#### Exercise aim
Write out all entries word for word.

#### Data for this task
------------
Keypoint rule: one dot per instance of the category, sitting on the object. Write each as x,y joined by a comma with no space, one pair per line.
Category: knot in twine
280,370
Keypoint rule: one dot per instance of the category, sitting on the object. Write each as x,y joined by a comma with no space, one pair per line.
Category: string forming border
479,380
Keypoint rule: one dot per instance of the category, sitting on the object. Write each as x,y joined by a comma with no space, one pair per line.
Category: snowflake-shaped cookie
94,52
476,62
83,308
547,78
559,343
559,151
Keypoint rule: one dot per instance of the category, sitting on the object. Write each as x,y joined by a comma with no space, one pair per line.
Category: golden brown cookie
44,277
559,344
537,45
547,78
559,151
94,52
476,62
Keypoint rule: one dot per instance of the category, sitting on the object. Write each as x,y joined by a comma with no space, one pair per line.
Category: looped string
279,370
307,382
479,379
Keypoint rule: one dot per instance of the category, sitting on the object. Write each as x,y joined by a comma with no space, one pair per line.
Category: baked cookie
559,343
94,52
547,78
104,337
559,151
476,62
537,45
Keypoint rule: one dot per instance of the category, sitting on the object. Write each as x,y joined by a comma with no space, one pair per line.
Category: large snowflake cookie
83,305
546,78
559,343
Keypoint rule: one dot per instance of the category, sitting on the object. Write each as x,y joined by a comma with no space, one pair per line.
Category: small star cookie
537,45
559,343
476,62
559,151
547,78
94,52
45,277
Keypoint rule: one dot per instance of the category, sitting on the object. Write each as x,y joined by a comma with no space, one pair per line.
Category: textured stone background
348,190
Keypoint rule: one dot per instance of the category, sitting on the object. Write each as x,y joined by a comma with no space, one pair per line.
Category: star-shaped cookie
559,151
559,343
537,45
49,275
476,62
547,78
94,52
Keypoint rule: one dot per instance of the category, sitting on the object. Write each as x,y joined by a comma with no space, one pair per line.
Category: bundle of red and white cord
------------
#### Finished task
Keypoint rule: one dot per instance of the category, sitting on the object. Write each as x,y joined by a comma with no space, one pair per line.
Category: knot in twine
280,370
Keypoint rule: one dot per instance of the category, sitting on the object. Write each as x,y joined by a comma with no space, one pair per line.
Category: string forming border
479,380
Keypoint rule: one dot per instance of the category, sitting on the object. Write each as x,y joined by a comma with no space, one pair per line.
Category: snowflake-shaped cookie
94,52
476,62
83,308
547,78
559,343
559,151
Keypoint rule: one dot per instance of the category, sitting on the object. Write each as x,y joined by a comma with no space, one pair per line.
Category: golden brown cookie
44,277
559,344
537,45
547,78
559,151
94,52
476,62
Keypoint rule: one dot per instance of the category, sitting on the object. Write each as x,y joined by a comma with no space, one pair per line.
Category: looped string
279,370
307,382
479,379
Keypoint rule: one dot per instance of the category, sitting on the object. Write each as x,y joined by a comma with no space, one pair per line.
Category: baked cookie
559,343
94,52
547,78
104,337
559,151
476,62
537,45
Keypoint rule: one dot per instance of the category, sitting on the object. Write each as x,y joined by a comma with no space, one pair per line.
Category: large snowflake cookie
83,305
546,78
559,343
Keypoint rule: one dot per instance of the category, sitting on the object. Write each as x,y joined by a comma with no space, one pair per line.
Category: small star cookie
537,45
559,343
476,62
559,151
547,78
94,52
45,277
Keypoint rule: one dot per instance of the category, sitting on the object. Write each as x,y joined by a comma with no space, one pair per line.
Category: textured stone background
348,190
Keypoint rule: one dot per instance of the category, sitting on the object. Write each as x,y joined by a comma with no space, one pair per line.
Category: star-shaped cookie
559,151
559,343
537,45
49,275
476,62
547,78
94,52
Keypoint rule: one dot per instance of the category, sitting on the object. Write each as x,y joined by a comma with no space, one pair per line.
Category: bundle of red and white cord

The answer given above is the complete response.